Records to process:
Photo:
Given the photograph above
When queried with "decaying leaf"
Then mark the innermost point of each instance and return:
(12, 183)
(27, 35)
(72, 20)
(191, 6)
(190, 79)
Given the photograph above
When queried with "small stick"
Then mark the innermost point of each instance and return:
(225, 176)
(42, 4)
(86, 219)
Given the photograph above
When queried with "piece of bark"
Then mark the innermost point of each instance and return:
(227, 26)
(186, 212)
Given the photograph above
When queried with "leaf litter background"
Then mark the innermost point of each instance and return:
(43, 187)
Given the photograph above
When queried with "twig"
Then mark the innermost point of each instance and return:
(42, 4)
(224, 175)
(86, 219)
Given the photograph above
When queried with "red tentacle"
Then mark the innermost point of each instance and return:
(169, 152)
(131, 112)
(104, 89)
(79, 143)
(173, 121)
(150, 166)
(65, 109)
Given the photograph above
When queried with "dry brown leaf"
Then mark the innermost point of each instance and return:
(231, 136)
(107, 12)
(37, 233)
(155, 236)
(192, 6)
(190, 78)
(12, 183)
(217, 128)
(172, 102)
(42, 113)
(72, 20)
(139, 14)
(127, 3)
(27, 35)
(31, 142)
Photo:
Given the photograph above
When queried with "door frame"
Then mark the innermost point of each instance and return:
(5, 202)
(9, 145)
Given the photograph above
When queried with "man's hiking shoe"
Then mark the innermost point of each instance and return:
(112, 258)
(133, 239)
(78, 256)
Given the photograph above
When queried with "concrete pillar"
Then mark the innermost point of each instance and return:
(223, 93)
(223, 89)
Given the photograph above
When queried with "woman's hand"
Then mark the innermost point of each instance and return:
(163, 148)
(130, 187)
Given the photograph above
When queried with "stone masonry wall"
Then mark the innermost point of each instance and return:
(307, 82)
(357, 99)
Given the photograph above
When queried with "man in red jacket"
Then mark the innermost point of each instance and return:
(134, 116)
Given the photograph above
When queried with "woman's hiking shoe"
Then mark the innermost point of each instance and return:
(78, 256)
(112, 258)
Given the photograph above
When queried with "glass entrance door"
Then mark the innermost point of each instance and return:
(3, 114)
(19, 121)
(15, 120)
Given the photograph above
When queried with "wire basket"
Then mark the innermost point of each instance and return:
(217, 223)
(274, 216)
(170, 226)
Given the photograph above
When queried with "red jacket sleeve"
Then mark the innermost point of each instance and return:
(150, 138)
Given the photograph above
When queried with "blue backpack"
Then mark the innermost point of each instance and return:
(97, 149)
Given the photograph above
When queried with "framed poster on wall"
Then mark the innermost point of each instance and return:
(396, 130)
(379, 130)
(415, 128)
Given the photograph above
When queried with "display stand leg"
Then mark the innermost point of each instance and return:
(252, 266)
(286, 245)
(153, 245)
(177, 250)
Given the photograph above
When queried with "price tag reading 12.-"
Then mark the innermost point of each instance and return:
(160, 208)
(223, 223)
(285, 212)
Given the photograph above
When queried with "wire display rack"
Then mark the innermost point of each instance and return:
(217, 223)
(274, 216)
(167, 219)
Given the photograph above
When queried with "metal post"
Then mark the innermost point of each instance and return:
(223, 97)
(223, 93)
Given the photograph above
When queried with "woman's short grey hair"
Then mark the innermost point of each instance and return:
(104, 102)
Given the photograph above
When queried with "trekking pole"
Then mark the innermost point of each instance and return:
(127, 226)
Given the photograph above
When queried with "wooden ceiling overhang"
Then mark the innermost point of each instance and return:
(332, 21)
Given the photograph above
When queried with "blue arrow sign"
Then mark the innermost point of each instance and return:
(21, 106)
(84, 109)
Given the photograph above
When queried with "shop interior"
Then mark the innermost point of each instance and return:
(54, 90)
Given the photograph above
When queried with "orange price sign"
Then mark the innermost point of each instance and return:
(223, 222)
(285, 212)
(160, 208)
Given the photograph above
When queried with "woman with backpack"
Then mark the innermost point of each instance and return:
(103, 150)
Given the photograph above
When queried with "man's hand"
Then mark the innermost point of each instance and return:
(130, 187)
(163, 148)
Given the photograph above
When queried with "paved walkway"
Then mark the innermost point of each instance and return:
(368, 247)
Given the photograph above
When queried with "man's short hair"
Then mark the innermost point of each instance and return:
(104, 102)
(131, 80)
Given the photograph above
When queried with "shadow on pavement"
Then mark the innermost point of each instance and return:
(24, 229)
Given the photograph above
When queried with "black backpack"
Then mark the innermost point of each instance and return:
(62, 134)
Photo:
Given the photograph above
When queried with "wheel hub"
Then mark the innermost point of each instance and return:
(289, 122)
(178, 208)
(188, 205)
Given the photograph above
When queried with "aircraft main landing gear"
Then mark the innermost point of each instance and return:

Task goal: Every line above should be output exactly as it stands.

Task result:
Photo:
Given the photograph above
When queried with "decaying leaf"
Then mark the innermost point of each instance and return:
(12, 183)
(27, 35)
(72, 20)
(191, 6)
(190, 79)
Given the photograph above
When queried with "small stick"
Then mark the innermost point of each instance and return:
(225, 176)
(42, 4)
(86, 219)
Given the photograph above
When queried with "piece of bark"
Then mark the innermost point of each instance and return:
(227, 26)
(186, 212)
Given the photograph above
When queried with "leaf litter background"
Then mark the innermost point of each instance and return:
(43, 187)
Given the photograph above
When queried with "twig"
Then mark the innermost point of each instance and return:
(42, 4)
(224, 175)
(86, 219)
Given the photograph above
When queried with "red tentacle"
Then mark the innermost point of each instance and return:
(169, 152)
(131, 112)
(104, 89)
(79, 143)
(173, 121)
(150, 166)
(65, 109)
Given the photograph above
When queried with "dry brown leaf"
Then mark the innermost point of each instance and return:
(231, 136)
(107, 12)
(37, 233)
(155, 236)
(192, 6)
(190, 78)
(12, 183)
(217, 128)
(172, 102)
(42, 113)
(72, 20)
(139, 14)
(127, 3)
(27, 35)
(31, 142)
Photo:
Given the photograph above
When queried with "door frame"
Then mark the innermost point of each instance and return:
(5, 202)
(9, 145)
Given the photograph above
When queried with "man's hiking shoe"
Then mark the innermost point of each instance and return:
(112, 258)
(133, 239)
(78, 256)
Given the photograph above
When queried with "concrete pillar"
Then mark the innermost point of each instance and return:
(223, 93)
(223, 89)
Given the photograph above
When queried with "woman's hand"
Then mark the innermost point of each instance and return:
(163, 148)
(130, 187)
Given the photograph above
When queried with "stone masonry wall"
Then mark the innermost point of each instance and return:
(307, 82)
(357, 99)
Given the photograph above
When queried with "man in red jacket"
Then mark the innermost point of each instance and return:
(134, 116)
Given the photograph above
When queried with "woman's hiking shoe"
Then mark the innermost point of each instance and return:
(78, 256)
(112, 258)
Given the photograph above
When queried with "glass entrance door"
Then mark the innermost point of each instance and return:
(3, 114)
(19, 121)
(15, 120)
Given the photograph above
When queried with "wire basket"
Then mark the innermost point of each instance and return:
(217, 223)
(274, 216)
(170, 226)
Given the photograph above
When queried with "red jacket sleeve"
Then mark the innermost point of each instance and return:
(150, 138)
Given the photograph above
When queried with "blue backpack"
Then mark the innermost point of each instance and return:
(97, 149)
Given the photograph above
When queried with "framed poster on wall"
Then mark the innermost point of each instance and return:
(396, 130)
(379, 130)
(415, 128)
Given the photograph above
When queried with "display stand leg"
Then mark the innermost point of each instance and return:
(252, 266)
(286, 245)
(153, 245)
(177, 250)
Given the photograph above
When queried with "price tag reading 12.-"
Then mark the innermost point of each instance and return:
(160, 208)
(223, 223)
(285, 212)
Given the photograph above
When queried with "wire display rack"
Then mark the innermost point of each instance and return:
(217, 223)
(274, 216)
(167, 219)
Given the photograph above
When queried with "metal post"
Then mark the innermost point of each instance and return:
(223, 97)
(223, 93)
Given the photograph above
When queried with "woman's short grey hair"
Then mark the innermost point of each instance and return:
(104, 102)
Given the photograph above
When queried with "trekking pole"
Then mark the innermost point of each instance and return:
(127, 226)
Given the photograph above
When queried with "wooden ceiling overhang"
Then mark the innermost point of each instance and return:
(332, 21)
Given the photograph above
When queried with "blue arrow sign"
Then mark the innermost point of each instance and return:
(21, 106)
(84, 109)
Given the photograph above
When queried with "shop interior"
Then mark the innermost point of each instance and return:
(54, 90)
Given the photograph above
When queried with "orange price sign"
Then mark the innermost point of each instance and return:
(223, 222)
(285, 212)
(160, 208)
Given the photograph above
When queried with "woman with backpack"
Then mark the innermost point of each instance and return:
(103, 150)
Given the photograph above
When queried with "man's hand"
Then mark the innermost point of each instance and return:
(130, 187)
(163, 148)
Given the photograph above
When queried with "paved walkway"
Then mark the innermost point of each instance and return:
(368, 247)
Given the photograph above
When queried with "man's short hair"
Then mark the innermost point of each instance and return:
(104, 102)
(131, 80)
Given the photograph above
When queried with "shadow on pavement"
Then mark the innermost point of each instance and return:
(24, 229)
Given the photograph above
When queried with "black backpack"
Then mark the innermost point of each instance and return:
(62, 134)
Photo:
Given the photograph above
When queried with "wheel hub"
Then mark the innermost point of each instance and return:
(289, 122)
(178, 208)
(188, 205)
Given the photograph above
When queried with "aircraft main landing gear"
Then mark the innermost point of each instance and return:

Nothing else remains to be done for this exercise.